> **Exercise objective**
Copy the listing below, changing "every instance" to "each occurrence" everywhere it appears and leaving everything else untouched.

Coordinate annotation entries
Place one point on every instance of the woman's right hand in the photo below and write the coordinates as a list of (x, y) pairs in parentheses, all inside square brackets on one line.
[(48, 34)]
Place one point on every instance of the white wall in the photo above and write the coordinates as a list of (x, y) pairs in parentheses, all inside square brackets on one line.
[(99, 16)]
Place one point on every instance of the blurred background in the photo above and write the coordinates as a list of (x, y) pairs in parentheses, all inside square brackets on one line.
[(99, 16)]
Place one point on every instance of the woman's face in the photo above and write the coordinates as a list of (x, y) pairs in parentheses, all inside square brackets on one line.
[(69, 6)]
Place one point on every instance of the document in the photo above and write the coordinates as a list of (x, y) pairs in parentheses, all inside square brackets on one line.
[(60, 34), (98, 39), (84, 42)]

> **Solution to the problem**
Place one point on each occurrence of the woman's right hand in the photo below and write the coordinates as a list of (x, y) pairs in parentheses, all inside square brackets on one line.
[(48, 34)]
Place one point on each occurrence of the white wall in the photo above and write the coordinates as a list of (x, y) pairs in parentheses, all inside square brackets on one line.
[(99, 16)]
Place one point on each occurrence of the blurred background in the photo above and write the coordinates as a list of (x, y) pairs in parentheses, all inside square brackets on one line.
[(99, 16)]
Place one point on each occurrence of the woman's face in the photo above and write the coordinates as a list of (x, y) pairs in parentheses, all inside square brackets on one line.
[(69, 6)]
Place one point on each occurrence of the document in the photo above and write the coordinates as a list of (x, y) pairs in parentheses, all inside square brackets on one line.
[(60, 34), (98, 39), (84, 42)]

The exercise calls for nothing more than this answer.